# start of Records shown
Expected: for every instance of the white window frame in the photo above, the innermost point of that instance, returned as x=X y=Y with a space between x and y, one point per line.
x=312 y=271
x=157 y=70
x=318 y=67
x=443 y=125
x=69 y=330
# end of Records shown
Exercise instructions: Can you rescale every line above by writing them all out again, the first line unchanged, with each x and y coordinate in the answers multiplied by 2 and rounded to a whole number, halves going up?

Result for this exercise:
Expected: for every instance of the white window frame in the photo above, the innermost point of that instance, returned as x=X y=Y with a space between x and y, one point per line.
x=624 y=542
x=314 y=140
x=636 y=134
x=886 y=250
x=138 y=660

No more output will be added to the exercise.